-- Data for review follows --

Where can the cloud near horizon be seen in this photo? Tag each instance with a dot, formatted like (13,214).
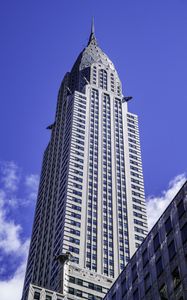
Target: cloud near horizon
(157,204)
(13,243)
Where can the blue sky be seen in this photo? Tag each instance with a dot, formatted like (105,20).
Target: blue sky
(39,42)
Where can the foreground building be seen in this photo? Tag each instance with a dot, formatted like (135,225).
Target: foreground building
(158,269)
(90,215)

-- Data for review concluded --
-- Data for review follows --

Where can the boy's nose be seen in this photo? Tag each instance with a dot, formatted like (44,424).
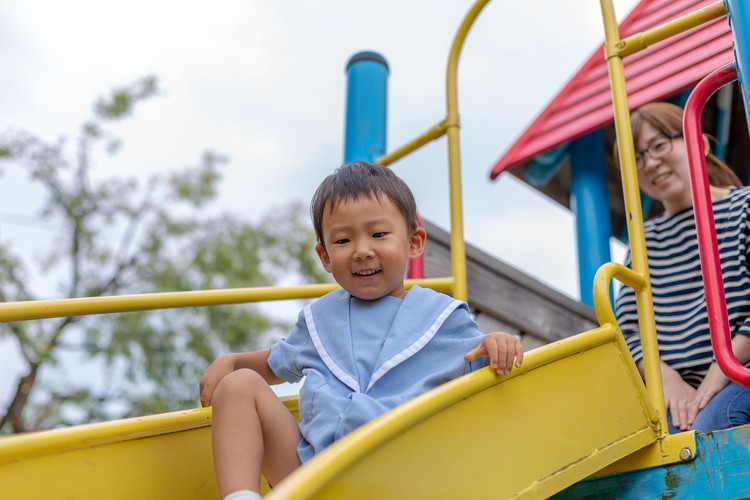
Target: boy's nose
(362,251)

-- Data for review concluded --

> [What you are asked to do] Look above for the line with "Where can the cloud", then print it and each line after it down to and including the line with "Where can the blue". Leave out the pictures and keep the wording exact.

> [Response area]
Where can the cloud near horizon be seen in this photo? Tag each instance with a dot, formatted like (13,214).
Target: cloud near horizon
(157,204)
(13,243)
Where can the blue sky be seen in this photo? Tag each instance with a dot, formatted like (105,20).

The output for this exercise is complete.